§ **Task**
Could you copy the stretch of lines from the one containing "# point at: concrete" through the one containing "x=393, y=603", requests included, offsetting every answer coordinate by 150? Leave the coordinates in the requests and their sample form unchanged.

Rows from a dataset
════════

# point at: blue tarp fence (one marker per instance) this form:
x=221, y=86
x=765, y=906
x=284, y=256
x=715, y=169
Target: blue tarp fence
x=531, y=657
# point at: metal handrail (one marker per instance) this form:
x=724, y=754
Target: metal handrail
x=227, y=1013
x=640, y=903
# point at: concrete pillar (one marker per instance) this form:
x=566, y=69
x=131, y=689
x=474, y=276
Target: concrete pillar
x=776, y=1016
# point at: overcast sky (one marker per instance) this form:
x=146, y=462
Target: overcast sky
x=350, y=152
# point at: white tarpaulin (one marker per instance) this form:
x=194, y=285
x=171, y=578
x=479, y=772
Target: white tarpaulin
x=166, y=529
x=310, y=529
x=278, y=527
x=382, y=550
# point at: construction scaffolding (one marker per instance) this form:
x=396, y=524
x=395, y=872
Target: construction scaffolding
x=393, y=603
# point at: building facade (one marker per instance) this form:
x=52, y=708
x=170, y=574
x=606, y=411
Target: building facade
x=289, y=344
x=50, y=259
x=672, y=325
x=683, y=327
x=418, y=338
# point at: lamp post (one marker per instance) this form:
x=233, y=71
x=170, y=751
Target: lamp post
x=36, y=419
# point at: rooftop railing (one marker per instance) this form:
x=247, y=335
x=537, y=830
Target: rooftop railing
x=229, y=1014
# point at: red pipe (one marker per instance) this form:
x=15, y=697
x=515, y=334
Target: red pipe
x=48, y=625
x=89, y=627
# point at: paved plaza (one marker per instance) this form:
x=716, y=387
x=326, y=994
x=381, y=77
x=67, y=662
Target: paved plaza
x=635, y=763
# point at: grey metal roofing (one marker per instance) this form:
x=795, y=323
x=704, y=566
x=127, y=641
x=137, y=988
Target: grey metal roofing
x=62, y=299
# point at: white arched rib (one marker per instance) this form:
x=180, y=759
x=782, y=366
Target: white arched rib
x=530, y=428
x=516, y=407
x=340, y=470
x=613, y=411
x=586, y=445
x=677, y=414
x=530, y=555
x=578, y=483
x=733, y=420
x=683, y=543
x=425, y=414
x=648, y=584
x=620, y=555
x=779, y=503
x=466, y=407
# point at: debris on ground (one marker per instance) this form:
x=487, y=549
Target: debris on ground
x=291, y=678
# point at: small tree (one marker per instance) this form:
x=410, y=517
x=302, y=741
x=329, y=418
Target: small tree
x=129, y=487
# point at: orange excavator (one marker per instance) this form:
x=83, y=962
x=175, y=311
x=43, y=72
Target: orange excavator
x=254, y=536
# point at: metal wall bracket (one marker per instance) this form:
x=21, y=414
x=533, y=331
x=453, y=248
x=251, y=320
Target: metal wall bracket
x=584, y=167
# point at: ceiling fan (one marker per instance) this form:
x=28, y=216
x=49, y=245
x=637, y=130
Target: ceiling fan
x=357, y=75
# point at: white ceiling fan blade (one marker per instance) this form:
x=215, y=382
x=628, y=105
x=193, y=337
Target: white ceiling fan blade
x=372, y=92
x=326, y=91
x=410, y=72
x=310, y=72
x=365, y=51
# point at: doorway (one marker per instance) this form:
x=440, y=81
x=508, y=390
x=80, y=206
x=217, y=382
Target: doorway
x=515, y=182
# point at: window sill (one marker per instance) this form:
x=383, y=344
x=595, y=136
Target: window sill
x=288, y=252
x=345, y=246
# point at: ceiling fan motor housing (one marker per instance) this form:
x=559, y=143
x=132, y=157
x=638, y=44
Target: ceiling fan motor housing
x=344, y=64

════════

§ **Task result**
# point at: concrete pillar (one marker per instance) this form:
x=566, y=69
x=131, y=689
x=474, y=276
Target: concrete pillar
x=926, y=1166
# point at: overcast sky (one marker per instance) this form:
x=146, y=462
Target: overcast sky
x=500, y=302
# point at: white tarpaulin (one marker per instance) this form:
x=194, y=285
x=171, y=578
x=479, y=772
Target: white tarpaulin
x=316, y=679
x=460, y=679
x=428, y=677
x=532, y=700
# point at: construction scaffolding (one marker per instance) this form:
x=396, y=524
x=395, y=872
Target: construction scaffolding
x=543, y=753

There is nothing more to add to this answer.